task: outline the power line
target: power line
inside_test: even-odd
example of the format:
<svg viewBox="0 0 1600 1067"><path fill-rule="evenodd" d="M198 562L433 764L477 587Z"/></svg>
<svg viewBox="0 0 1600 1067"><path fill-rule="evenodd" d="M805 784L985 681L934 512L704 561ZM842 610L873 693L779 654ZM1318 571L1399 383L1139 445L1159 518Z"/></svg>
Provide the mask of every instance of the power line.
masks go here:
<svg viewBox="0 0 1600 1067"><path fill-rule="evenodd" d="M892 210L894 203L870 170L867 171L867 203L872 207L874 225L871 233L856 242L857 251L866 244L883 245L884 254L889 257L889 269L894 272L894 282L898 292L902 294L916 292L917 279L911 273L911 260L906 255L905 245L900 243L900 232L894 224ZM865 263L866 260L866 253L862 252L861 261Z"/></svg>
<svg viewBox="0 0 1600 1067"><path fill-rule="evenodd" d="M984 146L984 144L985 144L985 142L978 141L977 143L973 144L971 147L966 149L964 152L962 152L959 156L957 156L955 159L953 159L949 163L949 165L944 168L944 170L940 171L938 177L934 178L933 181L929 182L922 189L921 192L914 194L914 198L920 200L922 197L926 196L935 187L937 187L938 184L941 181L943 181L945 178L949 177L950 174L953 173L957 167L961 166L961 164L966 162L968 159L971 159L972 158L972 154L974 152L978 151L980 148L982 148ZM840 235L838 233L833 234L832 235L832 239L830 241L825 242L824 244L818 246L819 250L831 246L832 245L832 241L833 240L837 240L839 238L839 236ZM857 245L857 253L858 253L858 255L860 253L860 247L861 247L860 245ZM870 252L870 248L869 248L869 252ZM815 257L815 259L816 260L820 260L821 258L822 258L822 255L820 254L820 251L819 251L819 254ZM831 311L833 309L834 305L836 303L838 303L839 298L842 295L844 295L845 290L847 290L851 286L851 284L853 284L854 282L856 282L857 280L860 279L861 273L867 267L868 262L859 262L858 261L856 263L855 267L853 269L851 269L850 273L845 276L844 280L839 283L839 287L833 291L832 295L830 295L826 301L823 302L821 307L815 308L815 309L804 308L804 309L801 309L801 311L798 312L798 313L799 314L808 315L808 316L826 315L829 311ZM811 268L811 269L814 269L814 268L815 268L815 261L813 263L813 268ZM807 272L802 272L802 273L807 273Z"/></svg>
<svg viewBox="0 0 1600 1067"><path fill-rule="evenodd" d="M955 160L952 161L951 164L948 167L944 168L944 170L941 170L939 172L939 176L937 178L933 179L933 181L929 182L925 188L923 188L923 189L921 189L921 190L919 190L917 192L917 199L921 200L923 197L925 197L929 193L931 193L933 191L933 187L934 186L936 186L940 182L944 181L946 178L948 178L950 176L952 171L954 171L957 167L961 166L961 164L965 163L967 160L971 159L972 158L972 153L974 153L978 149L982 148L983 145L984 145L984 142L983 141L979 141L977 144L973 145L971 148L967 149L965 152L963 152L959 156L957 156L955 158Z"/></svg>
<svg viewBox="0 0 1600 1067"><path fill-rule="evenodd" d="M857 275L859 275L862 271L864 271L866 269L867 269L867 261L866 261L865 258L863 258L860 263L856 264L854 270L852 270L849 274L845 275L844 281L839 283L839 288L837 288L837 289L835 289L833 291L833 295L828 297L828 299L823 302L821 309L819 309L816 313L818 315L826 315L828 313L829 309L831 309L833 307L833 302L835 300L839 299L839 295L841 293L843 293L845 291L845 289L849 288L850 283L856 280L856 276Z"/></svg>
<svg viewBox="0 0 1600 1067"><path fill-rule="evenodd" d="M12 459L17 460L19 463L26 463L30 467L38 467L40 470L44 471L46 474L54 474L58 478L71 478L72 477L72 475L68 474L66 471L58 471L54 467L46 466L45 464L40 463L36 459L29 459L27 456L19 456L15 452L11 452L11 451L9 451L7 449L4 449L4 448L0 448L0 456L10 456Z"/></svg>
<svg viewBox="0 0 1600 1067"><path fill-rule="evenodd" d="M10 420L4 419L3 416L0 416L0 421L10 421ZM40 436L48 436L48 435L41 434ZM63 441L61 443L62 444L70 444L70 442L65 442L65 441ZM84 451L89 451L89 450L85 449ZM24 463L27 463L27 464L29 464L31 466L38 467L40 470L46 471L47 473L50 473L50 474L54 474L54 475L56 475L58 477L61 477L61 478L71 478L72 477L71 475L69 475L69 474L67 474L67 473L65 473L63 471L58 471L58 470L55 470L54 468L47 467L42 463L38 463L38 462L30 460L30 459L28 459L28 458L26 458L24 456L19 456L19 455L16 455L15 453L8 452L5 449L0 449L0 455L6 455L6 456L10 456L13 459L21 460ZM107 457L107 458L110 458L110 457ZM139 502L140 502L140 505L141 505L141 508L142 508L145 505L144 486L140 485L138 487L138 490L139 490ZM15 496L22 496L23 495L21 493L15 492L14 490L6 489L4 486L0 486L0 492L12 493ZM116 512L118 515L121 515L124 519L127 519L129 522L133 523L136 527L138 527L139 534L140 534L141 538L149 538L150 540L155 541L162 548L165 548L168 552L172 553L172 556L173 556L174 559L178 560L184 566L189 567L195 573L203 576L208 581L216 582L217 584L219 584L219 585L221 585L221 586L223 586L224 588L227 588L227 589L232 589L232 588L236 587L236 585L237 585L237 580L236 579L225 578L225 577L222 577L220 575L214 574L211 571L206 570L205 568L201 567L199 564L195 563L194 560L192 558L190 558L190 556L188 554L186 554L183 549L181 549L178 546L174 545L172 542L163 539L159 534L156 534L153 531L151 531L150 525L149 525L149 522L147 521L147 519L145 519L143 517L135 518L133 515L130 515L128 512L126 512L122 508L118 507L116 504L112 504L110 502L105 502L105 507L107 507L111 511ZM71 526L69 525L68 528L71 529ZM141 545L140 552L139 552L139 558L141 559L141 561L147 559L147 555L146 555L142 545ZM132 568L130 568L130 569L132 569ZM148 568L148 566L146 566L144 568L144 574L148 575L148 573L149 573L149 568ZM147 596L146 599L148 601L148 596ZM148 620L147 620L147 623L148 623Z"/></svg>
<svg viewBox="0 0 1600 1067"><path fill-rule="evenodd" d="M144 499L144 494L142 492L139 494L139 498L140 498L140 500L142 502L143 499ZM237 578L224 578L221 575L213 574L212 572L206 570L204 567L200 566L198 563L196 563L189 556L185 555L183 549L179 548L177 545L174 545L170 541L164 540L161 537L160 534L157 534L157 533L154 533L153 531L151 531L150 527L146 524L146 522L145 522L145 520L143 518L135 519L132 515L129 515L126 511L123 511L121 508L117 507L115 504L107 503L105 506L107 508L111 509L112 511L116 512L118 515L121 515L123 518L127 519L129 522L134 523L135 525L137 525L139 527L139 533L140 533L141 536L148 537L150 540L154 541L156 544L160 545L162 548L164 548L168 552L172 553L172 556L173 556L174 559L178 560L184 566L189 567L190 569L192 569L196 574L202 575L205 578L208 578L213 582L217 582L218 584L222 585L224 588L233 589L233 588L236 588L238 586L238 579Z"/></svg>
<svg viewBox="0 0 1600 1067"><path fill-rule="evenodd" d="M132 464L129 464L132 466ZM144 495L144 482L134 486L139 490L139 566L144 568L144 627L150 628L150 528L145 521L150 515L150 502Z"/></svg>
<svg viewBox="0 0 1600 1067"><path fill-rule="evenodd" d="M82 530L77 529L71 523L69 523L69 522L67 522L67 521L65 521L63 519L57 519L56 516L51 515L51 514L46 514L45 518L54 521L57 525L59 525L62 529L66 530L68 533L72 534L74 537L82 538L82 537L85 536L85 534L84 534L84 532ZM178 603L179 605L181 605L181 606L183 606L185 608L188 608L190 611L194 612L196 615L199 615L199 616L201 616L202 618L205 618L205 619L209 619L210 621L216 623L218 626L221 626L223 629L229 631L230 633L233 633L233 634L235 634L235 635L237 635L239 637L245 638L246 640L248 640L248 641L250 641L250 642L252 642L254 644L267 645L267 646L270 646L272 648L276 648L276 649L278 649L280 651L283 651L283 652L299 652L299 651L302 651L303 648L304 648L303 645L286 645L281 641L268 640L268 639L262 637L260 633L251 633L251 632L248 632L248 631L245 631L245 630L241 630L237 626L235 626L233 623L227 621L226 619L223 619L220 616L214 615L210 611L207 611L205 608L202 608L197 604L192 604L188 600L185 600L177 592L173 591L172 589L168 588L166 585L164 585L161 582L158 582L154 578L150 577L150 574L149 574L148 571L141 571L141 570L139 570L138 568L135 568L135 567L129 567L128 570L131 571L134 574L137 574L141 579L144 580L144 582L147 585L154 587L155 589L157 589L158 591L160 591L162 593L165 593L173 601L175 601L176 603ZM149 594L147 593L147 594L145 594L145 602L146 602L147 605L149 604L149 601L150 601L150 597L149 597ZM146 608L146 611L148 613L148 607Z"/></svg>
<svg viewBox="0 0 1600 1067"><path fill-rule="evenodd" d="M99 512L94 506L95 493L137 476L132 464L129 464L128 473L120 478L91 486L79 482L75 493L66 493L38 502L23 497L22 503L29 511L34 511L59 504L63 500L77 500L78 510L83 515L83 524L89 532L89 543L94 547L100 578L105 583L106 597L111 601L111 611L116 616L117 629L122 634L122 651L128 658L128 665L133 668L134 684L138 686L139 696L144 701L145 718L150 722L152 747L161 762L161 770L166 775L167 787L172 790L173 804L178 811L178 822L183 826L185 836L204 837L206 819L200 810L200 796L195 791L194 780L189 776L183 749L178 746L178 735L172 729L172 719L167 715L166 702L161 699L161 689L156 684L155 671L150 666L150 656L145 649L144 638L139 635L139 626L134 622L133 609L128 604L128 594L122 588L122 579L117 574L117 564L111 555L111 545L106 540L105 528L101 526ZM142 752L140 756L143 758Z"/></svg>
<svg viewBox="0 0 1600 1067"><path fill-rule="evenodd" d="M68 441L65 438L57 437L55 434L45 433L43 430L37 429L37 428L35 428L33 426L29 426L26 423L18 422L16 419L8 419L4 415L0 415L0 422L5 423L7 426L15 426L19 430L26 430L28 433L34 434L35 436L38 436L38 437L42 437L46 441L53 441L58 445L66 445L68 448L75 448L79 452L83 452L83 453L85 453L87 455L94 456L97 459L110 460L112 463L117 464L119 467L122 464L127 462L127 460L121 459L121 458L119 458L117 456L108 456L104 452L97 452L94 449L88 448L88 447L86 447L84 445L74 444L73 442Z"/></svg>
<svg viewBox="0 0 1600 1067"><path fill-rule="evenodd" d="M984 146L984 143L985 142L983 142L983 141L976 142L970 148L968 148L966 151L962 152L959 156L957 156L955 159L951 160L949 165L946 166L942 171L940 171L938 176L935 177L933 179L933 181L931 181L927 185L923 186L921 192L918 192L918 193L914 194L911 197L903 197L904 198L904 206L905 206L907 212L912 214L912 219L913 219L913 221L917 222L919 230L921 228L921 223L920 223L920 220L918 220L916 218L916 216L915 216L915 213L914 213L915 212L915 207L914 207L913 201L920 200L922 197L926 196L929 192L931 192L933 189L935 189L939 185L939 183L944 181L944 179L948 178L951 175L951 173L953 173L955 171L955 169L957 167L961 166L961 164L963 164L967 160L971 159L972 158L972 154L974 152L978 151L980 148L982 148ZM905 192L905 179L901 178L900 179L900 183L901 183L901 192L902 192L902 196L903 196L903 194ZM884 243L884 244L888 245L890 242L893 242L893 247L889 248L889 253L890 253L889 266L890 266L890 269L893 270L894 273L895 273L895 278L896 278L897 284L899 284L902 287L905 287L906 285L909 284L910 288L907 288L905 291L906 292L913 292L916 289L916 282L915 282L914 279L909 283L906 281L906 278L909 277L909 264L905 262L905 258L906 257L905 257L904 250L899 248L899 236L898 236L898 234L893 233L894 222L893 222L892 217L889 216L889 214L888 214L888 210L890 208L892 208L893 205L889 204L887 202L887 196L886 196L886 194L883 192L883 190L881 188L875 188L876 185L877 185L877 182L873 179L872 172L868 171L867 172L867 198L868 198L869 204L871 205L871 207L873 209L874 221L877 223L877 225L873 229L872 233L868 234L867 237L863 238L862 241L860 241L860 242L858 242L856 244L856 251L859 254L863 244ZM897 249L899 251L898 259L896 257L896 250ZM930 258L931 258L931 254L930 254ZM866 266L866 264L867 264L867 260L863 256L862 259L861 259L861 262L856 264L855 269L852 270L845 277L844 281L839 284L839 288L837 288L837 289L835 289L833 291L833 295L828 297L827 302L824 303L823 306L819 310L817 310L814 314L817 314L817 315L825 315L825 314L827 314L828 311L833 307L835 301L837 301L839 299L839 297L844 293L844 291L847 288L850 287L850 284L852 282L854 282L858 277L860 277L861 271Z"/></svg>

^^^^^^^^

TRY IT =
Please copy all lines of the listing in which the string "power" occurs.

REPLY TO THE EXERCISE =
task: outline the power line
target: power line
Provide the mask of every instance of the power line.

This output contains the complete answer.